*** Opening Information given ***
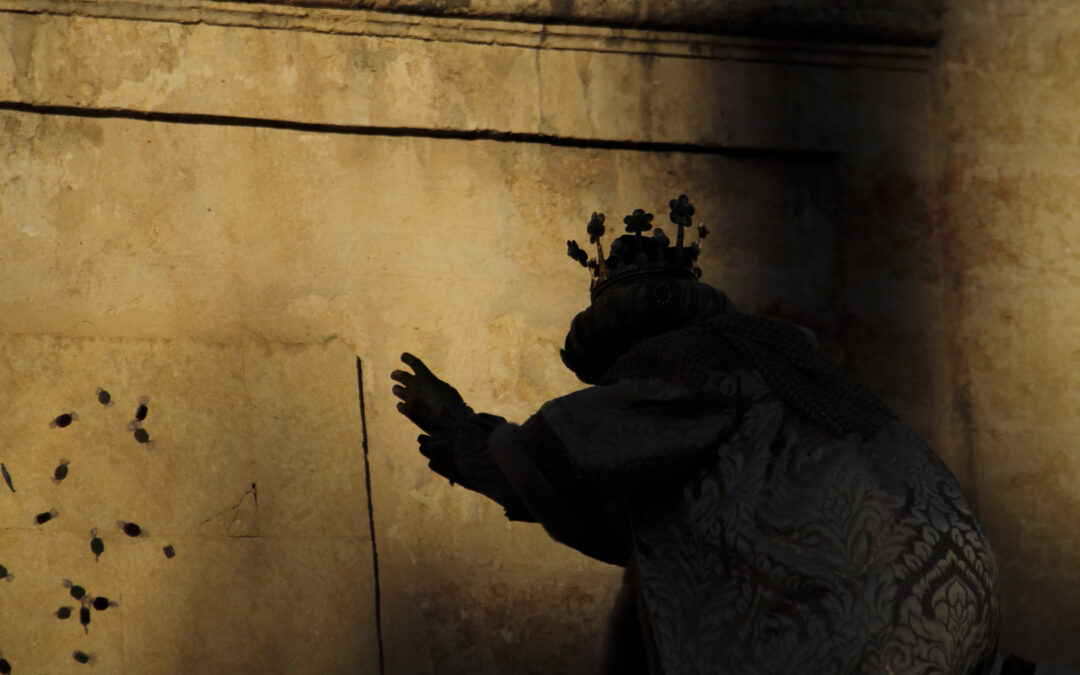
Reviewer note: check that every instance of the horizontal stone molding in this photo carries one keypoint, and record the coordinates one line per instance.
(889, 22)
(367, 70)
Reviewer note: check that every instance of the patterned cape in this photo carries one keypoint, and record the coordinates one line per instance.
(772, 515)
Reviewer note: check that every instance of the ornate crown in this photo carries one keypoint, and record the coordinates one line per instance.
(634, 255)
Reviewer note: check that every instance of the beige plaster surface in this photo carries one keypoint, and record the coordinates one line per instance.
(256, 264)
(233, 273)
(1006, 98)
(686, 88)
(255, 476)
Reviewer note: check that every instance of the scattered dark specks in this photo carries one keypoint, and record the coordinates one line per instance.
(64, 420)
(130, 528)
(143, 408)
(77, 591)
(7, 477)
(44, 516)
(96, 544)
(61, 472)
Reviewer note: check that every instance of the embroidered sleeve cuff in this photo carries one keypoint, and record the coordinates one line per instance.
(478, 471)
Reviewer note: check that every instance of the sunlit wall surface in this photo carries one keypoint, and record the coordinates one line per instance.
(1006, 97)
(220, 207)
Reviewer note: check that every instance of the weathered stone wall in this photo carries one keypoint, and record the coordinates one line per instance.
(223, 205)
(1006, 97)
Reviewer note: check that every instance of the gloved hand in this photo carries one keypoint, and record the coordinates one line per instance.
(430, 403)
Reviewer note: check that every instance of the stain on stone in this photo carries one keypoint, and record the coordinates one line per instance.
(61, 472)
(143, 436)
(143, 408)
(44, 516)
(7, 476)
(96, 544)
(131, 528)
(77, 591)
(63, 420)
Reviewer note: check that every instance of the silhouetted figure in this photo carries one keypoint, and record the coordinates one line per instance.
(771, 514)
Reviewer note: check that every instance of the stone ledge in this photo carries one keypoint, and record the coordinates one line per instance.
(372, 71)
(694, 43)
(879, 22)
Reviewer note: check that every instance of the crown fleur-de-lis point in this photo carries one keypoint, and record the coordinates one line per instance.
(638, 221)
(682, 210)
(595, 230)
(576, 252)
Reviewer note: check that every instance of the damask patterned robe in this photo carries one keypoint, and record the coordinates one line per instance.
(771, 515)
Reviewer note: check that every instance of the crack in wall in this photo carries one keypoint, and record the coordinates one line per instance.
(245, 530)
(418, 132)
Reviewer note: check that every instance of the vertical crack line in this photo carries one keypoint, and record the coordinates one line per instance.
(370, 514)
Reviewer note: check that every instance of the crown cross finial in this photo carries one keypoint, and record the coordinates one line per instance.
(633, 255)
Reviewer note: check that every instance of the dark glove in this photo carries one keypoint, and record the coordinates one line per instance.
(430, 403)
(441, 456)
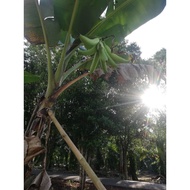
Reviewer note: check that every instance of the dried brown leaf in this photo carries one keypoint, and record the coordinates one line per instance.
(41, 182)
(34, 148)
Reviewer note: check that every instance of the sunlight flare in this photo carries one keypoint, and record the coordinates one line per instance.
(154, 98)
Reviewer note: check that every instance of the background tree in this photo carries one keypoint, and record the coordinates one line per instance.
(65, 28)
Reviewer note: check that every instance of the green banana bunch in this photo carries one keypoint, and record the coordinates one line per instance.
(89, 43)
(103, 56)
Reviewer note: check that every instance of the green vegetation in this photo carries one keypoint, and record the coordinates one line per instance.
(60, 25)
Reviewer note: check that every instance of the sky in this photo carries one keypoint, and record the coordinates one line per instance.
(151, 36)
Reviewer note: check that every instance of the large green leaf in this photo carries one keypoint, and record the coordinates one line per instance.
(125, 16)
(121, 19)
(32, 26)
(88, 13)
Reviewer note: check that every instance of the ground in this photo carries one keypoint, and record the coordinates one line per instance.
(69, 181)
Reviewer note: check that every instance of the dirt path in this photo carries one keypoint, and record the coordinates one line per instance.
(114, 182)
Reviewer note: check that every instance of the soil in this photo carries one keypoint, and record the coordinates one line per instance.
(70, 182)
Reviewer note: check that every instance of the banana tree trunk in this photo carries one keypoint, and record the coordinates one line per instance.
(78, 155)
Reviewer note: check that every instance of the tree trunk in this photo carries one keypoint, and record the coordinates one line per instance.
(123, 162)
(133, 167)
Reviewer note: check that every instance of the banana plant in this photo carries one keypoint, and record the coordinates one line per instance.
(90, 28)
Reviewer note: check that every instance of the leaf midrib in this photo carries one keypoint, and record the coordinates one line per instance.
(107, 18)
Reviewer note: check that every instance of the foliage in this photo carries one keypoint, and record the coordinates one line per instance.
(47, 22)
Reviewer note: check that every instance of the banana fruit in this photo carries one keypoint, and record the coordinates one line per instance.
(89, 43)
(103, 56)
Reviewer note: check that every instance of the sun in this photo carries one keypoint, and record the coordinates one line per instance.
(154, 98)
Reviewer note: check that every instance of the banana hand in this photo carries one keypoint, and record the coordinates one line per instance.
(89, 43)
(94, 63)
(88, 52)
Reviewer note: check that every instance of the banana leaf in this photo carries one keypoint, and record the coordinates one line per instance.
(120, 19)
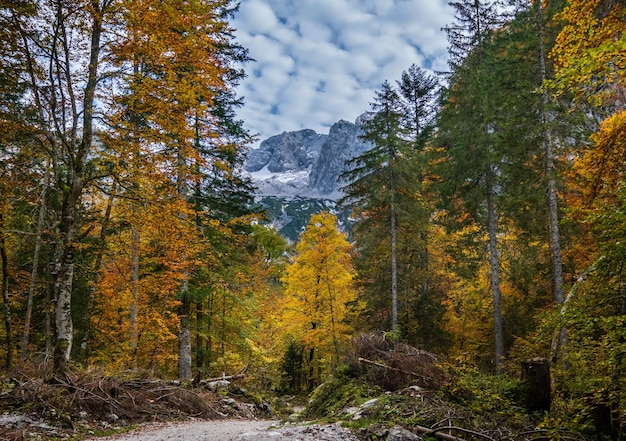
*** Closing Information given ***
Exercise objective: Print the full listing again exactly, and drop every image from it.

Answer box:
Reviewer note: check that every instance of the horizontal stone molding in this photo carries one keypoint, and record the coordinates one line per instance.
(889, 22)
(367, 70)
Reviewer note: check that every instance of the patterned cape in this photo carries one keypoint, and record the coordinates one line per instance.
(772, 515)
Reviewer note: check that every instance of the ornate crown in this photo carries one keypoint, and record the coordinates one line per instance.
(634, 255)
Reviewer note: check that every instance of the beige plaster surface in this photo carries one keypoint, and record the coordinates one line per instance.
(256, 264)
(233, 273)
(1006, 98)
(686, 88)
(255, 476)
Reviewer note: check that every instance of the scattered dark specks in this photo carries one keypoint, and record the coordinates one line per instance.
(64, 420)
(130, 528)
(143, 408)
(77, 591)
(7, 477)
(44, 516)
(96, 544)
(61, 472)
Reviewer note: check that every instance of the embroidered sleeve cuff in this photo carries one keypoint, and record the coordinates one line per instance.
(478, 471)
Reviewer note: check that every instance of the sunlit wall surface in this photo carries one keypoint, and record the coordinates one line per instance.
(1006, 97)
(220, 207)
Reviewer note: check that every instance of the weathered stone wall in this photo carries one keypoint, and record the coordinates one line per instance.
(223, 205)
(1006, 97)
Reviewer note: check that every instance of the gloved hand in this photo carries one keypoint, and record the coordinates one line per instance.
(430, 403)
Reviewer note: check that every instance of the stain on stone in this photo carries one keypoint, and record the coordinates one line per instance.
(61, 472)
(143, 436)
(143, 408)
(44, 516)
(7, 476)
(96, 544)
(131, 528)
(77, 591)
(63, 420)
Reviewer note: check that every instance of the silhouetted figure in this photo carries one keypoint, and record the coordinates one line per instance.
(771, 514)
Reviewer note: check that every instance of the stone ledge in this photo carries one keypoint, and record the coordinates one line per instance.
(372, 71)
(694, 43)
(879, 22)
Reviewer note: check that every instance of the crown fleur-de-lis point in this photo carries one keypoint, and record the coordinates one line per instance.
(638, 221)
(682, 210)
(595, 230)
(576, 252)
Reviewer note: check that every instance of the damask patterned robe in this photo carries one keypoint, and record the coordinates one line per instance.
(771, 515)
Reviewer note: check that every instance of the crack in wall in this photo carries one keypoint, and record the coordinates one line per instance.
(245, 530)
(418, 132)
Reviewer note: check that every instance of the vertical crack line in this photo carries one keypoint, and record the coordinates one line per instance.
(370, 514)
Reviewer note: check that every instance of the crown cross finial in this photo carries one keypoint, and record the coordinates one line per instance.
(633, 255)
Reviewer note: check that every instance of the dark glove in this photo carries one keypoint, and record the coordinates one line per instance.
(430, 403)
(441, 456)
Reviewer note: check that every instance of the dried brown leaf in this photo carries one keypoint, and record the coordinates one line per instance.
(41, 182)
(34, 148)
Reviewer note: check that every instance of the sunlight flare in this photo carries one keypoint, and record the coordinates one line per instance.
(154, 98)
Reviewer note: check that every instance of the background tree in this photo carries one keypoint, and record the coordinates one line per instance.
(65, 28)
Reviewer note: check that every instance of the green banana bunch in this photo carries one keypoint, and record the coordinates one line per instance.
(89, 43)
(103, 56)
Reviewer note: check that every instance of the green vegetation in this photo carries one keypoint, and record the coordinates one line per instance.
(60, 25)
Reviewer note: check that every instance of the sky in this photo carries one keypoint, and record the coordinates one line per instance.
(151, 36)
Reviewer note: check that every instance of the large green leaf in this photo carries one keypoint, and record the coordinates one line per instance.
(125, 16)
(121, 19)
(32, 26)
(88, 13)
Reviewer note: check that every instance of the ground in this photo carries one keypoint, and record the coordinates one line per instance.
(69, 181)
Reviewer note: check that every instance of the dirt path in this photo carries one keypoint, and record the coordinates one line per instance.
(114, 182)
Reviewer note: check that every instance of the soil in this photo carries one keypoint, and record the coordinates one line per instance.
(70, 182)
Reviewer note: check that every instance of the banana tree trunk in this photo carries one keypoint, and record the coordinates one line per instance.
(78, 155)
Reviewer note: check that every instance of the tree trunk in this photo carries one keypoint, and record the coordinates one line per instance.
(123, 162)
(133, 167)
Reviewer note: check that every instance of the banana plant in this photo carries one keypoint, and record the coordinates one line per instance.
(90, 28)
Reviewer note: check that every instance of the leaf midrib in this photo carries one keypoint, and record the coordinates one line per instance.
(107, 18)
Reviewer note: check that every instance of the foliage in this photo carries one keypoint, and record the coordinates one line per instance.
(47, 22)
Reviewer note: check that every instance of the banana fruit in this photo carries one keypoint, and record the coordinates one line per instance.
(89, 43)
(103, 56)
Reviewer note: check that every instance of the sun in this photo carries one keypoint, and record the coordinates one line per instance.
(154, 98)
Reviewer note: check that every instance of the banana hand in this photo carries one keypoint, and record the coordinates one line per instance.
(89, 43)
(94, 63)
(88, 52)
Reviewer note: check that every instance of the banana leaf in this photo carries one keypoint, and record the coordinates one line per instance.
(120, 19)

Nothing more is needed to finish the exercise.